◆ Goal of the exercise:
Copy out the records in full, word for word, without pictures.

-- Supplied information start --

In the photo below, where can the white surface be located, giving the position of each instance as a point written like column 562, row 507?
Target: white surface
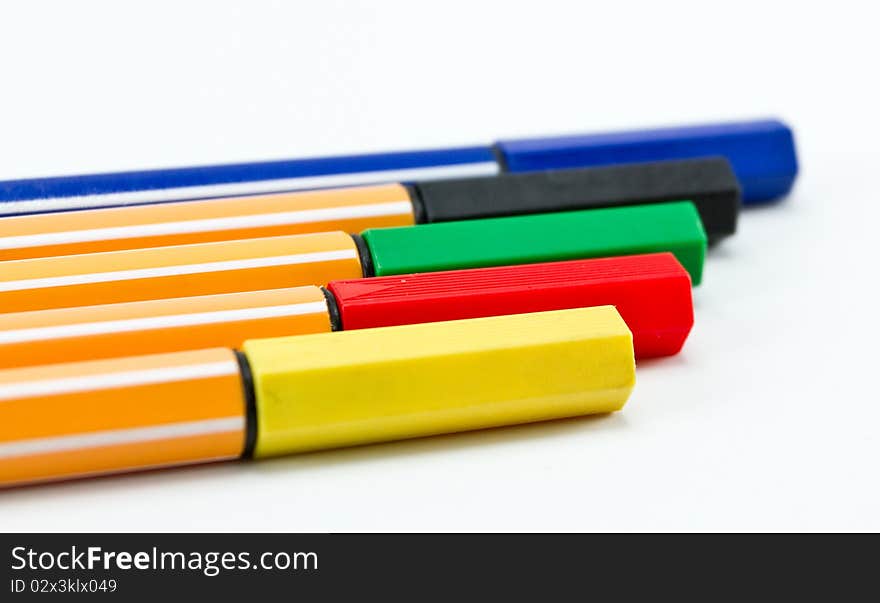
column 768, row 420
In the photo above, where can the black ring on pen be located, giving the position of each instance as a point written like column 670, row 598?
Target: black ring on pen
column 415, row 197
column 332, row 309
column 365, row 256
column 250, row 403
column 500, row 158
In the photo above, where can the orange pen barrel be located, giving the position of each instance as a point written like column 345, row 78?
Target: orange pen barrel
column 177, row 271
column 90, row 231
column 158, row 326
column 87, row 418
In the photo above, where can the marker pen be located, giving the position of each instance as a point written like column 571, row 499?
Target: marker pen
column 651, row 292
column 316, row 259
column 762, row 154
column 709, row 183
column 310, row 392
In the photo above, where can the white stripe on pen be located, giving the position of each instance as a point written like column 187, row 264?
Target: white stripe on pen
column 485, row 168
column 88, row 383
column 158, row 322
column 138, row 273
column 118, row 437
column 305, row 216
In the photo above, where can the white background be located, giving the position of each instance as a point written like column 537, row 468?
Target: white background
column 768, row 420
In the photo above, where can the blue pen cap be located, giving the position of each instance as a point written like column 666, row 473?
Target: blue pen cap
column 762, row 153
column 38, row 195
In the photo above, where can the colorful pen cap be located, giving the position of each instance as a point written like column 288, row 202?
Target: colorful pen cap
column 709, row 183
column 316, row 259
column 637, row 229
column 762, row 153
column 651, row 292
column 125, row 414
column 311, row 392
column 64, row 193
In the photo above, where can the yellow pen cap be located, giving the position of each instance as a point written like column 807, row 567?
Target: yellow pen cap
column 357, row 387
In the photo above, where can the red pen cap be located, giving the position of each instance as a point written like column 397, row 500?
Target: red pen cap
column 652, row 293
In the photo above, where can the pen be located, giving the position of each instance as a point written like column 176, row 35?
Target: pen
column 318, row 258
column 310, row 392
column 761, row 152
column 651, row 292
column 708, row 183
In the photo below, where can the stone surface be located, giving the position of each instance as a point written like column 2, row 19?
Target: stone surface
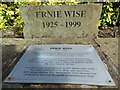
column 56, row 21
column 13, row 49
column 75, row 64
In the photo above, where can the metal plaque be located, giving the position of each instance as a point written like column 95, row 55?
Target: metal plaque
column 73, row 64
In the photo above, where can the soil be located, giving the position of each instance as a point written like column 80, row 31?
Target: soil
column 110, row 32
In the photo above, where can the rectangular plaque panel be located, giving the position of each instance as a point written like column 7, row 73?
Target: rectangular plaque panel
column 73, row 64
column 56, row 21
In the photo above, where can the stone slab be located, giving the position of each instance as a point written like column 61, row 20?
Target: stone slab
column 17, row 46
column 73, row 64
column 56, row 21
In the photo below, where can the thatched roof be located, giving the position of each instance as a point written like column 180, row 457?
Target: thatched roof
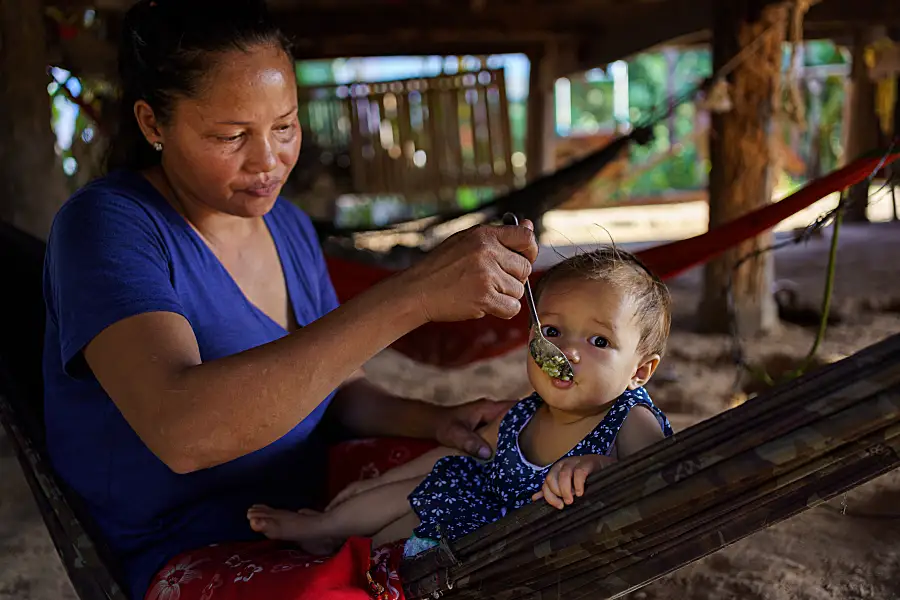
column 586, row 33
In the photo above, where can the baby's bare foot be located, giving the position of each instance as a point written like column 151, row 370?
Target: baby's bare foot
column 303, row 527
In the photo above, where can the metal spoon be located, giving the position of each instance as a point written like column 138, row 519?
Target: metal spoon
column 548, row 357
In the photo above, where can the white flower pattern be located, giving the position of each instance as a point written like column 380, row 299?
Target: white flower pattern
column 247, row 572
column 168, row 586
column 462, row 494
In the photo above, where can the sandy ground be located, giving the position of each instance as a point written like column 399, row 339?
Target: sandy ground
column 819, row 555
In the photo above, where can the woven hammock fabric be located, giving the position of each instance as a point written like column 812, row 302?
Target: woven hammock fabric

-- Supplied information end --

◆ Task output:
In the photo below, where can the white surface be located, giving the position of each instance as a point written like column 562, row 507?
Target: white surface
column 768, row 420
In the photo above, where can the black ring on pen be located, giving the position of each instance as a point written like column 670, row 598?
Target: black ring on pen
column 415, row 197
column 332, row 309
column 365, row 256
column 250, row 403
column 500, row 158
In the photo above, where can the orange pen barrel be located, giving the position of each instance as a point written like column 345, row 78?
Target: orange pen barrel
column 177, row 271
column 90, row 231
column 158, row 326
column 87, row 418
In the photo above, where can the marker pen be located, giving the position of each instance as a point written like column 571, row 499?
Target: marker pen
column 651, row 292
column 316, row 259
column 762, row 154
column 709, row 183
column 310, row 392
In the photo above, where can the white stripe on pen be located, giving the position of each instance as a point written like column 187, row 264?
Target: white stripe on pen
column 485, row 168
column 88, row 383
column 158, row 322
column 138, row 273
column 118, row 437
column 305, row 216
In the photo above, where can the white background be located, giving the position of each instance as a point written like column 537, row 468?
Target: white background
column 768, row 420
In the photo above, where can the blue pen cap be located, giving the position of each instance as a point written like column 666, row 473?
Target: blue pen cap
column 762, row 153
column 38, row 195
In the photo above, where can the colorful pen cap be located, giving the position of each instance as a point written like column 288, row 202?
Target: colorful pen cap
column 709, row 183
column 316, row 259
column 637, row 229
column 762, row 153
column 651, row 292
column 125, row 414
column 311, row 392
column 64, row 193
In the photo above, where can the yellow pen cap be located, giving the position of each instance as a point written like column 807, row 567?
Target: yellow pen cap
column 357, row 387
In the photo above, where can the red pen cap be located, giving the position of each instance as a point written like column 397, row 500?
Target: red pen cap
column 652, row 293
In the photo above, where can the pen be located, giving the position of each instance as a point written like column 176, row 35?
Target: pen
column 318, row 258
column 310, row 392
column 761, row 152
column 651, row 292
column 708, row 183
In the photo below, where can the stone surface be located, giving the position of each instance as a point written like column 2, row 19?
Target: stone surface
column 56, row 21
column 13, row 49
column 75, row 64
In the photo above, where can the metal plaque be located, giving the position of each instance as a point written like column 95, row 55?
Target: metal plaque
column 73, row 64
In the photo above, where can the soil be located, giving the position of each instance as a point written like column 80, row 31?
Target: soil
column 110, row 32
In the photo above, where can the rectangular plaque panel be located, giving the position of each instance as a point written like column 7, row 73?
Target: rectangular plaque panel
column 73, row 64
column 56, row 21
In the photo above, where can the stone slab be located, giving the position of each instance as a point written like column 61, row 20?
Target: stone slab
column 17, row 46
column 73, row 64
column 56, row 21
In the photo below, where can the thatched roof be located, giving the position of each instance as a point written like column 180, row 457?
Target: thatched roof
column 586, row 33
In the photo above, where can the baby's bare foot be located, giving the position of each instance as a point written like column 151, row 370?
Target: baby's bare foot
column 303, row 527
In the photo above, where can the metal spoon be located, giving the position of each instance as a point written like column 138, row 519?
Target: metal spoon
column 548, row 357
In the photo above, where can the white flower pattern be located, giving the position of each instance as a point written like column 380, row 299?
Target: white flower pattern
column 247, row 572
column 168, row 586
column 462, row 494
In the photo above, where can the sandy ground be located, giving the position of each instance as a point written like column 399, row 339?
Target: sandy ground
column 819, row 555
In the photo above, where can the woven hammock fabric be located, giving the position of each instance as a point written like column 812, row 302?
Target: woven hammock fabric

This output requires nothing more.